All of the lines below should be printed again exactly as they are.

==== Data provided ====

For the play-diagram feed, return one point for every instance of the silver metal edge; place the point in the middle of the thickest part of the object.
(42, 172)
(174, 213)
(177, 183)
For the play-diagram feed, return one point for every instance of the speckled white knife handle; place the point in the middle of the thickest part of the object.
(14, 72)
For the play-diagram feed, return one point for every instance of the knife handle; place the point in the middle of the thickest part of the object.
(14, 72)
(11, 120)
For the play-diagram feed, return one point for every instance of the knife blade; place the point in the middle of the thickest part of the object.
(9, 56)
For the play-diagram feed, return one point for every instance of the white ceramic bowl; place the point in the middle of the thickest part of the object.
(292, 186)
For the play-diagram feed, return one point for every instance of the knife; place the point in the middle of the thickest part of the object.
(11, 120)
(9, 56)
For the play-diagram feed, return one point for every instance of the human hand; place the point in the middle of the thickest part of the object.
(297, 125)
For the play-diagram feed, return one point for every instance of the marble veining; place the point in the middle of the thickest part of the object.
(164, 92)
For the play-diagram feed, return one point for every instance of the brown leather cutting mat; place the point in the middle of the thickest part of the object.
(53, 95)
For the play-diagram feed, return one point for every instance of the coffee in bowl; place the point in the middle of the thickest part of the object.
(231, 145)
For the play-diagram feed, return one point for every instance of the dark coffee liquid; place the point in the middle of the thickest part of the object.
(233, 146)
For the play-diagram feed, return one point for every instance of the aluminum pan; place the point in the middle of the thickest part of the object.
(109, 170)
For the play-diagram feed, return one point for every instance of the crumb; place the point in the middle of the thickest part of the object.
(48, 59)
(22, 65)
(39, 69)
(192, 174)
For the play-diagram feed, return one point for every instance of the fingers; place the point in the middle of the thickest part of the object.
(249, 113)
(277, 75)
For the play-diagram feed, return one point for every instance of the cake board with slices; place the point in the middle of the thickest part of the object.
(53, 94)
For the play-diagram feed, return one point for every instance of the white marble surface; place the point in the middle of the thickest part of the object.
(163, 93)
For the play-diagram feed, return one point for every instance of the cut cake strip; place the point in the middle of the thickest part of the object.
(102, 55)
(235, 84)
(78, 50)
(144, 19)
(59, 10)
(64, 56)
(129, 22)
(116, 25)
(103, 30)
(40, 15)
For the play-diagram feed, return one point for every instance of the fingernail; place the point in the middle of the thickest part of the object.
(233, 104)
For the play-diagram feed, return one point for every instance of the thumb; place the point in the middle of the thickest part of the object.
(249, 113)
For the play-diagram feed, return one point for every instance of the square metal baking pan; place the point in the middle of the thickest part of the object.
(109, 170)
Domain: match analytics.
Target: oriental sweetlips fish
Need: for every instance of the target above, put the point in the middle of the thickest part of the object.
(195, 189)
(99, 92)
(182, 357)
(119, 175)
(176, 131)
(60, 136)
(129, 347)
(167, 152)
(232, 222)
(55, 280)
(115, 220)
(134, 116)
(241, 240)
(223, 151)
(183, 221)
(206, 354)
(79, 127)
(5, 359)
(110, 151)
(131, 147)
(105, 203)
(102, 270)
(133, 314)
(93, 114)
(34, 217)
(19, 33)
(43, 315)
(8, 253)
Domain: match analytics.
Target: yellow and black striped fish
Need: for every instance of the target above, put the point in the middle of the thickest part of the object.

====

* Exercise output:
For the play-diagram feed, return one point for every instance of the silver metal edge; place the point in the middle of the thickest part of the object.
(42, 172)
(174, 213)
(177, 183)
For the play-diagram feed, return one point for every instance of the speckled white knife handle; place the point in the middle of the thickest part of the object.
(14, 72)
For the play-diagram feed, return one point for every instance of the knife handle; place the point in the middle of the thickest part of the object.
(14, 72)
(11, 120)
For the play-diagram feed, return one point for every instance of the knife blade; place the point in the middle of the thickest part of the object.
(9, 56)
For the play-diagram feed, return one point for every instance of the white ceramic bowl; place the point in the middle of the thickest part of the object.
(292, 186)
For the play-diagram feed, return one point for every instance of the knife; place the point in the middle of the thickest part of the object.
(11, 120)
(9, 56)
For the play-diagram feed, return one point for every instance of the human hand; place the point in the middle of the thickest part of the object.
(297, 125)
For the play-diagram feed, return one point for every instance of the marble veining; place the point in the middle of the thickest part of the object.
(164, 92)
For the play-diagram feed, return one point for every instance of the brown leather cutting mat; place the point in the middle of the thickest part of the object.
(53, 95)
For the play-diagram feed, return one point for every instance of the coffee in bowl; place the point in the middle of the thickest part of the object.
(231, 145)
For the play-diagram feed, return one point for every instance of the dark coffee liquid; place the point in the middle of the thickest part of the object.
(233, 146)
For the play-diagram feed, return one point for every instance of the aluminum pan; place the point in the middle of the thickest part of the object.
(109, 170)
For the play-diagram feed, return one point for every instance of the crumb; place the point in the middle of the thickest part of the object.
(48, 59)
(22, 65)
(39, 69)
(192, 174)
For the play-diagram feed, return one point for every instance of the fingers; place the point in the middle of the thickest part of the object.
(249, 113)
(277, 75)
For the play-diagram feed, return one point for every instance of the cake board with slices; place the point in the middle of the thickest part of the object.
(53, 94)
For the play-diagram feed, return one point for every instance of the white marble surface; place the point in the middle of the thickest part of the object.
(163, 93)
For the play-diagram feed, return one point for every instance of the cut cake strip; place the point in the middle of the thickest part of the object.
(102, 55)
(235, 84)
(78, 50)
(144, 19)
(59, 10)
(64, 56)
(129, 22)
(116, 25)
(103, 30)
(40, 15)
For the play-diagram feed, return one point for every instance of the fingernail; place the point in the middle of the thickest part of the object.
(233, 104)
For the play-diagram feed, return one point for every instance of the thumb; place the point in the middle of the thickest part of the object.
(249, 113)
For the play-diagram feed, return one point for every instance of the square metal baking pan; place the point in the middle of the thickest part of the object.
(109, 170)
Domain: match analytics.
Target: oriental sweetlips fish
Need: for every instance of the target above, put the point in the middle of the thickest part of the object.
(195, 189)
(99, 92)
(182, 357)
(119, 175)
(176, 131)
(60, 136)
(129, 347)
(167, 152)
(232, 222)
(55, 280)
(115, 220)
(134, 116)
(241, 240)
(223, 151)
(183, 221)
(206, 354)
(79, 127)
(5, 359)
(110, 151)
(131, 147)
(105, 203)
(102, 270)
(133, 314)
(93, 114)
(34, 217)
(19, 33)
(43, 315)
(8, 253)
Domain: match analytics.
Target: yellow and black striped fish
Need: for every instance of the target above, put the point in the middle of the thickest part of the object.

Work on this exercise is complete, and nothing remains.